What to work on:
Reproduce the listing below line for line, omitting the pictures.

Excerpts from point annotation data
-*-*-

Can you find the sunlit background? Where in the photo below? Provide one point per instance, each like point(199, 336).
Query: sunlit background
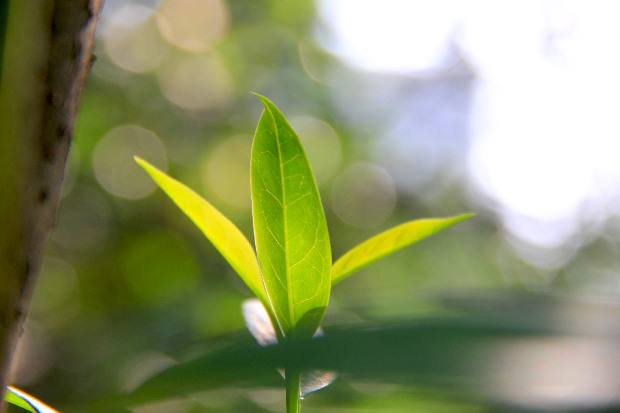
point(406, 108)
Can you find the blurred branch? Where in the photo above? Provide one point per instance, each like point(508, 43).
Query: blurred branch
point(46, 55)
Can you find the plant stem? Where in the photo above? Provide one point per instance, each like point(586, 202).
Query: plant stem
point(293, 393)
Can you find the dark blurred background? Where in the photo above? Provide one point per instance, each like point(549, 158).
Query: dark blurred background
point(407, 109)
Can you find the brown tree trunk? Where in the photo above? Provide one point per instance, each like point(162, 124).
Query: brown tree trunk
point(46, 56)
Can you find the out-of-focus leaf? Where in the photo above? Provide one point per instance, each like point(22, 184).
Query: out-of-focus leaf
point(224, 235)
point(290, 231)
point(25, 401)
point(390, 241)
point(430, 352)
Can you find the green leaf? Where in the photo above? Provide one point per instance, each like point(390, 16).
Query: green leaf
point(290, 231)
point(224, 235)
point(15, 400)
point(434, 352)
point(388, 242)
point(27, 402)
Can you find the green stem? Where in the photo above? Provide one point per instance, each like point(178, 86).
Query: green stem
point(293, 393)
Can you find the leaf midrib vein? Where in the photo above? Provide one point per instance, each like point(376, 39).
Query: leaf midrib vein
point(289, 289)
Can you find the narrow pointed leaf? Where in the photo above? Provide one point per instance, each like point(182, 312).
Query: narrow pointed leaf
point(27, 402)
point(224, 235)
point(388, 242)
point(289, 226)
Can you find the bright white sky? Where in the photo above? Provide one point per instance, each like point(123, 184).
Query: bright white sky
point(545, 126)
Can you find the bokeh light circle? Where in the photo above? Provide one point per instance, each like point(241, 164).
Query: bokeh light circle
point(363, 195)
point(196, 82)
point(322, 145)
point(193, 25)
point(132, 41)
point(226, 171)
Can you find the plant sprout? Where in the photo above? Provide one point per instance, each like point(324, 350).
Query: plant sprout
point(291, 272)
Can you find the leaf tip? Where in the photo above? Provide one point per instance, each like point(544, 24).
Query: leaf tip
point(267, 103)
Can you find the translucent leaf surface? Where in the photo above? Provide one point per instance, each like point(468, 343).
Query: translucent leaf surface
point(388, 242)
point(224, 235)
point(259, 324)
point(25, 401)
point(290, 231)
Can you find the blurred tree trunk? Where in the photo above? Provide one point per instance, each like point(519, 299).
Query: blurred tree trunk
point(45, 48)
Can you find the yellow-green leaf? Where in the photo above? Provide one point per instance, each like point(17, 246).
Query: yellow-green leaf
point(224, 235)
point(290, 231)
point(27, 402)
point(388, 242)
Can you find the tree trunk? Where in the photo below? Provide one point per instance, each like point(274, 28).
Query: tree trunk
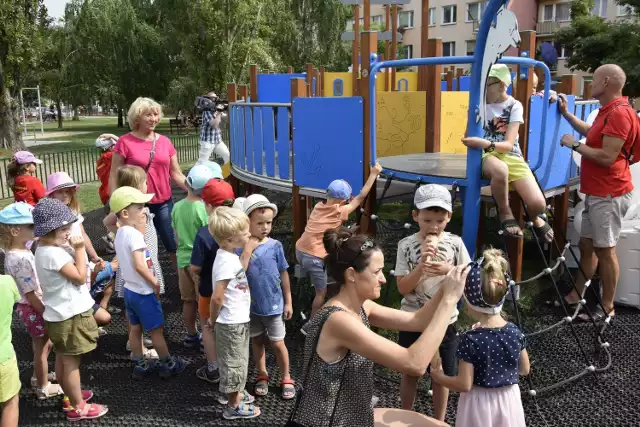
point(10, 136)
point(59, 110)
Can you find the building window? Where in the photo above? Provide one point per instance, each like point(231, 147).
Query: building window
point(475, 11)
point(471, 47)
point(449, 14)
point(407, 51)
point(405, 19)
point(449, 49)
point(600, 8)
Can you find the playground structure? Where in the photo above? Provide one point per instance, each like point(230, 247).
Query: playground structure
point(298, 132)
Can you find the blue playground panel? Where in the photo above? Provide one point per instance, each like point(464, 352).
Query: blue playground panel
point(323, 153)
point(556, 160)
point(276, 87)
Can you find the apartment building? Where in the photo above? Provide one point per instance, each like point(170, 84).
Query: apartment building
point(454, 21)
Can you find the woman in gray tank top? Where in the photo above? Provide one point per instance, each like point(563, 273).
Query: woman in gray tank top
point(340, 347)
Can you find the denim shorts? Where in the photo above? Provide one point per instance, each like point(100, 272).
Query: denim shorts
point(314, 266)
point(143, 310)
point(162, 221)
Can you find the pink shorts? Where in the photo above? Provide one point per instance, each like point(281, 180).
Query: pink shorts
point(32, 320)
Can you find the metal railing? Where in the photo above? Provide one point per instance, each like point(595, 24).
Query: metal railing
point(81, 164)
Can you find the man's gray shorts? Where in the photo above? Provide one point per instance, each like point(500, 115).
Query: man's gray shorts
point(314, 266)
point(602, 219)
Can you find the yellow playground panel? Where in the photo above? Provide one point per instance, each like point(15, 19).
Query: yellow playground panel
point(401, 118)
point(453, 121)
point(341, 84)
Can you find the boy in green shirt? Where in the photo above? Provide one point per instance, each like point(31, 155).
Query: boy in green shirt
point(187, 217)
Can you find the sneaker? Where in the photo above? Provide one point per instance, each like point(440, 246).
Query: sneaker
point(243, 411)
point(51, 390)
point(192, 341)
point(247, 398)
point(148, 353)
point(51, 377)
point(90, 411)
point(210, 376)
point(66, 403)
point(174, 366)
point(144, 368)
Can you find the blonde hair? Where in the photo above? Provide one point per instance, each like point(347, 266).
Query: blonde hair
point(139, 107)
point(494, 268)
point(131, 176)
point(225, 222)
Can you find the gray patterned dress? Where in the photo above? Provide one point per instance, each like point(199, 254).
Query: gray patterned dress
point(342, 390)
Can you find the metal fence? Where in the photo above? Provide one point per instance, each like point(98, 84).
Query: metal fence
point(81, 164)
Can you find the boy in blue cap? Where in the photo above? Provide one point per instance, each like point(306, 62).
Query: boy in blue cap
point(187, 217)
point(328, 215)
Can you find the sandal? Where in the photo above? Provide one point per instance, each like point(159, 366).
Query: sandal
point(511, 223)
point(288, 389)
point(261, 388)
point(544, 232)
point(90, 411)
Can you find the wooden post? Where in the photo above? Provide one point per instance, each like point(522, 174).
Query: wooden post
point(394, 44)
point(431, 84)
point(369, 44)
point(232, 96)
point(523, 94)
point(298, 90)
point(253, 82)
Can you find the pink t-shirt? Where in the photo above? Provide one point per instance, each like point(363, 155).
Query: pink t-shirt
point(136, 152)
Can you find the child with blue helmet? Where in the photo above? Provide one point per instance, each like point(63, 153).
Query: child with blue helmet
point(187, 217)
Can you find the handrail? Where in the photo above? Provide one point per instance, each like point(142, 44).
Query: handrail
point(471, 130)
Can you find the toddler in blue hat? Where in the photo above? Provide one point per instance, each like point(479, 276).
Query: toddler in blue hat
point(187, 217)
point(492, 355)
point(328, 215)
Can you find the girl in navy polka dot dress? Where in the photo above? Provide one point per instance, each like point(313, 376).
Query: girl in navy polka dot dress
point(491, 356)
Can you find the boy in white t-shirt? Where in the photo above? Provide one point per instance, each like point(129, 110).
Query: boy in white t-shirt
point(230, 309)
point(141, 287)
point(502, 160)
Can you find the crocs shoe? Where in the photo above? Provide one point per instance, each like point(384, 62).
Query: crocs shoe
point(174, 366)
point(90, 411)
point(242, 411)
point(66, 403)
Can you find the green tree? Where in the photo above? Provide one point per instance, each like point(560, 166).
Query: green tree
point(594, 41)
point(22, 23)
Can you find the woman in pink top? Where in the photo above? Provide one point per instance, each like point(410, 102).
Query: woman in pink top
point(157, 156)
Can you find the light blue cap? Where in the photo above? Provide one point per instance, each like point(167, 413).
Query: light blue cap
point(198, 177)
point(17, 214)
point(339, 189)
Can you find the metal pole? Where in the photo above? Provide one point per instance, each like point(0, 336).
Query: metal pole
point(40, 111)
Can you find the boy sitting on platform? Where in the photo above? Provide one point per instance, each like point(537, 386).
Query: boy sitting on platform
point(502, 160)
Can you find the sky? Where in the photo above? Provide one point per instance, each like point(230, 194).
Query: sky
point(55, 7)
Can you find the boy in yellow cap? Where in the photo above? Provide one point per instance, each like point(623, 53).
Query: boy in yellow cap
point(502, 160)
point(140, 284)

-*-*-

Exercise response:
Can you find the sunlit background? Where in the photo below? Provide one point per instance, each like point(199, 336).
Query: sunlit background
point(406, 108)
Can you find the blurred branch? Where in the photo above? Provide one point per instance, each like point(508, 43).
Query: blurred branch
point(46, 55)
Can you find the plant stem? Where in the photo above? Provide one point per instance, each like point(586, 202).
Query: plant stem
point(293, 393)
Can you find the dark blurred background? Where in the photo above? Provide one point per instance, each like point(549, 158).
Query: dark blurred background
point(407, 109)
Can you find the brown tree trunk? Where in the photo above? Provide one point per instance, each like point(162, 124).
Query: brown tree trunk
point(46, 56)
Can you find the out-of-focus leaf? Where in the photo above? Provide one point per instance, each like point(22, 184).
Query: out-of-focus leaf
point(224, 235)
point(290, 231)
point(25, 401)
point(390, 241)
point(430, 352)
Can you find the green leaf? Where in the photo above? Provide one point per instance, each like point(390, 16).
Query: green leaf
point(290, 231)
point(224, 235)
point(15, 400)
point(434, 352)
point(388, 242)
point(27, 402)
Can you find the green stem? Where in the photo above? Provide one point per instance, each like point(178, 86).
Query: green stem
point(293, 393)
Can you find the leaf midrib vein? Where in the photo above? Provide one point per instance, each like point(376, 39).
Query: leaf midrib vein
point(289, 289)
Can you find the narrow pointed leaf? Where in the photo above? Provide one point per instance, each like point(182, 312).
Query: narrow pointed leaf
point(27, 402)
point(224, 235)
point(388, 242)
point(289, 226)
Can you find the bright white sky? Where in the photo above? Provide one point per instance, each like point(123, 184).
Query: bright white sky
point(545, 126)
Can you find the bokeh light circle? Where in the photo above? Provide one point per instance, each like point(241, 164).
Query: bokeh light circle
point(363, 195)
point(196, 82)
point(322, 145)
point(193, 25)
point(132, 41)
point(226, 171)
Can you find the plant sprout? Where in the photo above? Provide one point per instance, each like point(324, 350).
Query: plant sprout
point(291, 272)
Can you find the leaf tip? Where in the photo above? Provide one point per instance, each like point(544, 24).
Query: leaf tip
point(267, 103)
Can you find the translucent leaf surface? Where in the photo above? Provide one point per instance, each like point(468, 343).
Query: translucent leaf surface
point(388, 242)
point(224, 235)
point(259, 324)
point(25, 401)
point(290, 231)
Can you find the blurred tree trunk? Where in the photo above? Provide one point per instance, each like point(519, 299).
Query: blurred tree trunk
point(45, 48)
Can you find the yellow-green leaf? Where in the photo above? Provide one point per instance, each like point(17, 246).
Query: yellow-green leaf
point(224, 235)
point(290, 231)
point(27, 402)
point(388, 242)
Can you find the tree trunk? Where in the photo below? Provide one point per instance, each like point(274, 28).
Query: tree trunk
point(10, 136)
point(59, 110)
Can you find the building window? Where in the photo above? Provide one point per instance, each like point(231, 147).
Query: building window
point(475, 11)
point(471, 47)
point(449, 14)
point(407, 51)
point(405, 19)
point(449, 49)
point(600, 8)
Can you find the playground structure? Where in the photo above? Provide one point per instance, each like point(230, 247).
Query: playground structure
point(298, 132)
Can you find the blue playground panel? Where in the photo above? Provide one point per instance, each like point(464, 352).
Query: blue playground panel
point(323, 153)
point(556, 160)
point(276, 87)
Can you find the apartment building? Where in the photo above? Provide one point per instance, each like point(170, 84).
Query: apartment building
point(454, 21)
Can you find the woman in gray tank top? Where in the photo above? Provide one point per instance, each like point(563, 273).
Query: woman in gray tank top
point(340, 347)
Can you find the denim shorts? Where in the photo above? Provide one point per instance, each like point(100, 272).
Query: denim shorts
point(314, 266)
point(143, 310)
point(162, 221)
Can you find the pink shorts? Where in the photo above? Provide one point per instance, each like point(281, 180).
Query: pink shorts
point(32, 320)
Can you find the metal railing? Where in the photo above? Provide one point per instance, each like point(595, 24).
Query: metal railing
point(81, 164)
Can you find the man's gray shorts? Where in the photo above? Provide one point per instance, each like point(500, 115).
Query: man's gray shorts
point(314, 266)
point(602, 219)
Can you find the yellow playground panel? Where in the photo above? Provide one point per instance, each like point(15, 19).
Query: yellow playground panel
point(401, 118)
point(453, 121)
point(341, 84)
Can you find the boy in green shirt? Where in the photo above? Provide one point per instance, each like point(31, 155).
Query: boy in green shirt
point(187, 217)
Can you find the sneaker? Where in the photo above? Provide one point per instance, each like point(440, 246).
Query: sneaker
point(243, 411)
point(51, 390)
point(192, 341)
point(247, 398)
point(148, 353)
point(51, 377)
point(90, 411)
point(210, 376)
point(66, 403)
point(174, 366)
point(144, 368)
Can you find the blonde hair? Where in the photo above? Provide one point per instance, each like point(347, 266).
Query: blonde hair
point(139, 107)
point(494, 268)
point(131, 176)
point(225, 222)
Can you find the gray patterned dress? Where in the photo above? Provide one point per instance, each like point(199, 254).
Query: gray patterned dress
point(342, 390)
Can you find the metal fence? Where in the photo above? Provide one point per instance, each like point(98, 84).
Query: metal fence
point(81, 164)
Can you find the boy in blue cap? Where in the photo above? Provide one point per instance, each like point(306, 62).
Query: boy in blue cap
point(187, 217)
point(328, 215)
Can you find the sandal? Where in the photo above? Provide one point per instance, each like point(159, 366).
Query: sandal
point(511, 223)
point(288, 389)
point(261, 388)
point(544, 232)
point(90, 411)
Can you find the wooden post? Where in the photo above? Provide one point per instance, each like point(522, 174).
Query: wooden post
point(394, 44)
point(431, 84)
point(369, 44)
point(232, 96)
point(523, 94)
point(298, 90)
point(253, 82)
Can you find the pink t-shirt? Where in the photo above? Provide one point per instance, each like point(363, 155).
Query: pink t-shirt
point(136, 152)
Can you find the child with blue helmet? Where in the photo above? Provide one point per instance, each like point(63, 153).
Query: child with blue helmet
point(187, 217)
Can you find the handrail? Where in the photo above? Provide one point per instance, each like point(142, 44).
Query: handrail
point(471, 130)
Can you find the toddler in blue hat? Where in the photo above? Provide one point per instance, each like point(479, 276).
Query: toddler in blue hat
point(187, 217)
point(492, 355)
point(328, 215)
Can you find the girl in navy polka dot dress? Where in the photo above? Provide one point per instance, each like point(313, 376).
Query: girl in navy polka dot dress
point(491, 356)
Can you find the boy in white t-shirt? Where in the photo above? Provide one point per instance, each like point(129, 110).
Query: boy in white t-shirt
point(230, 309)
point(141, 287)
point(502, 160)
Can you find the crocs shoe? Where in the photo above? Provide one point per instance, each like point(384, 62).
Query: crocs shoe
point(174, 366)
point(90, 411)
point(242, 411)
point(66, 403)
Can you find the green tree? Where in the photo above? Provide one point per instance, each like point(560, 166).
Query: green tree
point(594, 41)
point(22, 23)
Can you find the woman in pink top? Where in the photo above? Provide one point per instance, each like point(410, 102).
Query: woman in pink top
point(157, 156)
Can you find the light blue cap? Where in the photo above? Provide one point per instance, each like point(167, 413).
Query: light blue cap
point(198, 177)
point(17, 214)
point(339, 189)
Can you find the metal pole? Where in the photo above? Provide one point per instance, each like point(0, 336).
Query: metal pole
point(40, 111)
Can you find the boy sitting on platform? Where in the photo above? Provide one point per instance, each like point(537, 386).
Query: boy sitting on platform
point(502, 160)
Can you find the sky? Where in the photo above? Provide one point per instance, each like point(230, 194).
Query: sky
point(55, 7)
Can you find the boy in yellow cap? Where in the photo above? Provide one point per instance, each like point(623, 53).
Query: boy in yellow cap
point(502, 160)
point(140, 284)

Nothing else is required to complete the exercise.